====== Data for this task ======

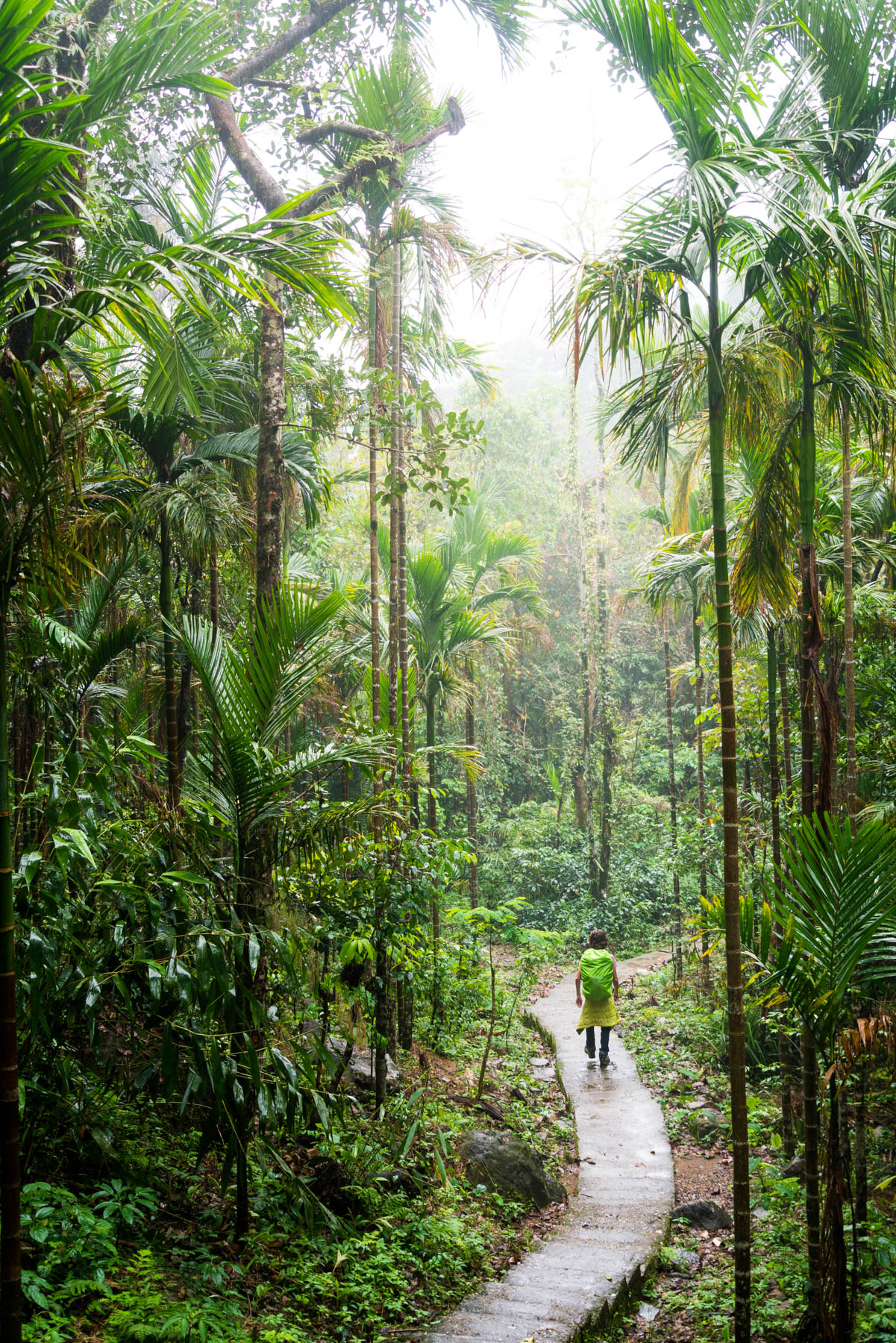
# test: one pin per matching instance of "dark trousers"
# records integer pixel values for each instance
(605, 1040)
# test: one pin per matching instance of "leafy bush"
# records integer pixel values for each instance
(545, 863)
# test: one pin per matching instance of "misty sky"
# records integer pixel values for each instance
(545, 149)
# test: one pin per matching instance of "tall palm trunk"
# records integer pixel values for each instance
(849, 633)
(472, 818)
(808, 750)
(860, 1154)
(736, 1042)
(402, 613)
(10, 1156)
(674, 815)
(269, 468)
(431, 814)
(166, 606)
(254, 874)
(774, 787)
(372, 363)
(785, 716)
(394, 470)
(604, 671)
(585, 786)
(701, 779)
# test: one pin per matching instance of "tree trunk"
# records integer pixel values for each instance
(785, 716)
(166, 606)
(269, 469)
(431, 818)
(585, 794)
(472, 826)
(736, 1044)
(10, 1156)
(674, 818)
(813, 1318)
(402, 614)
(774, 787)
(372, 363)
(394, 476)
(849, 634)
(380, 1015)
(604, 651)
(701, 780)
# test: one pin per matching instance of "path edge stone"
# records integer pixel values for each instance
(550, 1040)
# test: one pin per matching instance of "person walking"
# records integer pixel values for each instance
(597, 978)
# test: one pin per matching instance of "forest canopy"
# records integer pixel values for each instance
(354, 671)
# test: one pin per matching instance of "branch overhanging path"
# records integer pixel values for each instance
(615, 1224)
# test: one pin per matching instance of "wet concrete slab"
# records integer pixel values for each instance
(626, 1186)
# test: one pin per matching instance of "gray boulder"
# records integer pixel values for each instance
(360, 1072)
(510, 1166)
(795, 1168)
(706, 1123)
(704, 1213)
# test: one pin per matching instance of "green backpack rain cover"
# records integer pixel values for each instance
(597, 975)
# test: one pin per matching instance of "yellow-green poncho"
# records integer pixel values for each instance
(598, 1014)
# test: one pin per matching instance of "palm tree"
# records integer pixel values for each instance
(176, 465)
(485, 557)
(256, 684)
(836, 899)
(42, 428)
(674, 246)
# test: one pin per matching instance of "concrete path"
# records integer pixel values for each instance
(566, 1291)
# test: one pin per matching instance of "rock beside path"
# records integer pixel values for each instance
(795, 1168)
(706, 1121)
(684, 1262)
(704, 1213)
(510, 1166)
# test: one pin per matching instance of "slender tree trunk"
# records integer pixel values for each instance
(394, 475)
(10, 1156)
(585, 648)
(862, 1143)
(166, 606)
(254, 879)
(372, 363)
(774, 787)
(472, 819)
(380, 1020)
(701, 780)
(604, 641)
(674, 817)
(849, 634)
(431, 814)
(736, 1042)
(402, 614)
(269, 470)
(808, 750)
(785, 716)
(214, 616)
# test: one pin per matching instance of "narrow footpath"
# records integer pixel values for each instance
(567, 1289)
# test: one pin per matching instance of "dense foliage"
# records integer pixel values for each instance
(333, 707)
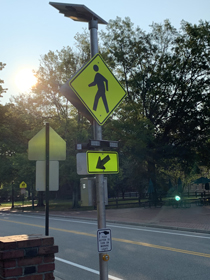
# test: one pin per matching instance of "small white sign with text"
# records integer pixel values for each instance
(104, 240)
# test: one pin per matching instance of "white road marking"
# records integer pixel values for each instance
(85, 268)
(119, 226)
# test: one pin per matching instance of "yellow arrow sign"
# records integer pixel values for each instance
(98, 89)
(99, 162)
(23, 185)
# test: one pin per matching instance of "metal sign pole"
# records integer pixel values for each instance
(103, 266)
(47, 183)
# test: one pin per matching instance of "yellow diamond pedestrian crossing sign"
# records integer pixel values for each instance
(23, 185)
(98, 89)
(99, 162)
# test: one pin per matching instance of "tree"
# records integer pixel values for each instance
(166, 74)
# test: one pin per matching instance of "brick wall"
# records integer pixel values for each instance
(27, 257)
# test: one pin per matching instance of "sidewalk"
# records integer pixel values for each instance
(196, 218)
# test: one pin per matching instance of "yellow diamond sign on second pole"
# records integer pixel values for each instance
(98, 89)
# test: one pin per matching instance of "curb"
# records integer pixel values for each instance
(149, 225)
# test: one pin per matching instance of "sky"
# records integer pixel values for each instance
(30, 29)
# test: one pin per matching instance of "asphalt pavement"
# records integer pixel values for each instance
(194, 219)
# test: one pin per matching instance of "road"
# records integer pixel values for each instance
(138, 253)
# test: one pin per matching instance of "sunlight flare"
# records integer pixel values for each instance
(25, 79)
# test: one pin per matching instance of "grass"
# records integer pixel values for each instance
(66, 205)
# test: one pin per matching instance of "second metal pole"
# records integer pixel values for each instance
(47, 183)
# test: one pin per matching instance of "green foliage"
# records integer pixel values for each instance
(162, 126)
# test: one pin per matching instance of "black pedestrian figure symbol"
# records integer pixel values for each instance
(100, 81)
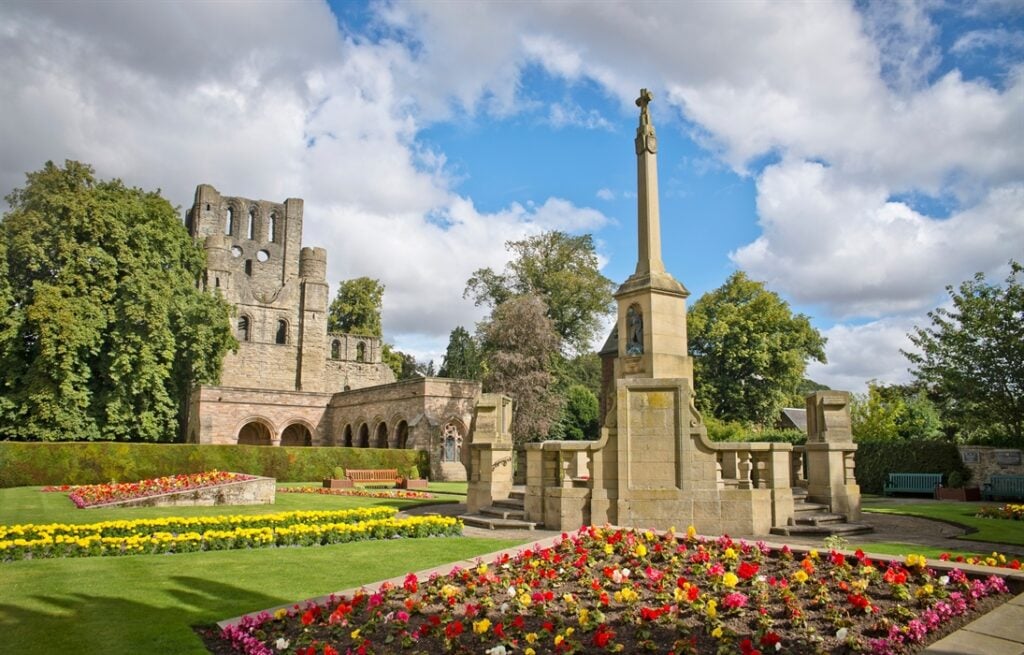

======

> What is required
Return every line above that contains the word "pole".

> Response area
# test: one pin per matching instance of "metal sign pole"
# test: one pin per matching instance of "yellow diamond sign on second pole"
# test: one pin per matching instance of "second metal pole"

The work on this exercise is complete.